Dataset content:
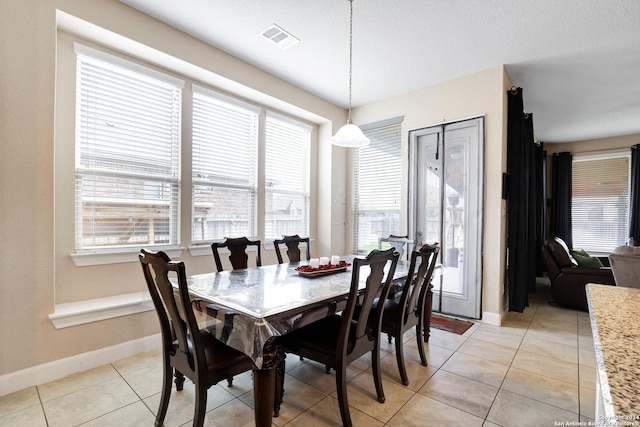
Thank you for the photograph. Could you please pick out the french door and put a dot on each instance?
(445, 205)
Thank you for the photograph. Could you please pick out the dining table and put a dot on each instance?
(249, 308)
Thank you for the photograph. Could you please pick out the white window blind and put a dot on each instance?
(600, 201)
(286, 177)
(377, 186)
(127, 154)
(224, 167)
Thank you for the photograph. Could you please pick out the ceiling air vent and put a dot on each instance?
(279, 37)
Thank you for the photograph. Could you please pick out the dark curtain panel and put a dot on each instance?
(521, 203)
(560, 224)
(541, 205)
(634, 202)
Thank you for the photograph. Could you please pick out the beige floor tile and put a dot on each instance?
(556, 313)
(568, 353)
(77, 382)
(32, 416)
(416, 372)
(327, 413)
(313, 373)
(231, 414)
(182, 403)
(486, 350)
(134, 415)
(494, 335)
(297, 399)
(587, 357)
(587, 403)
(362, 395)
(460, 392)
(436, 356)
(423, 411)
(482, 370)
(18, 400)
(510, 409)
(587, 377)
(543, 389)
(547, 366)
(89, 403)
(142, 372)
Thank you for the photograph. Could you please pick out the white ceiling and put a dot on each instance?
(578, 61)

Work instruction: Repeat the listing in full and exactly. Leave any pictures out.

Answer for the task:
Thank you for the photograph. Could you please pick out the french door and put a dot on each instance?
(445, 205)
Thank you for the photograph. Could you please pick out the dining table and put a dot on each instance?
(249, 308)
Thank you for the photograph. Could you please pick out the white window blind and put a dot on each instance?
(600, 201)
(286, 177)
(377, 186)
(127, 154)
(224, 167)
Thank you for the photograph. Could you please pick out the ceiling air vent and put a dot on each instance?
(279, 37)
Thank you for the photograph. Could you please pick out the dark curtain panel and put a dot on each instance?
(521, 203)
(560, 224)
(541, 205)
(634, 202)
Thank you for the photograph. Could you please pick out the beige floor tile and put a dot on each instance?
(556, 313)
(568, 353)
(77, 382)
(32, 416)
(416, 372)
(327, 413)
(313, 373)
(231, 414)
(182, 403)
(486, 350)
(134, 415)
(494, 335)
(297, 399)
(587, 357)
(587, 403)
(362, 395)
(460, 392)
(436, 356)
(423, 411)
(482, 370)
(18, 400)
(510, 409)
(587, 377)
(543, 389)
(547, 366)
(89, 403)
(142, 372)
Thank you for the photograph. Could you please pick out the white ceiling and put a dot on each instance?
(578, 61)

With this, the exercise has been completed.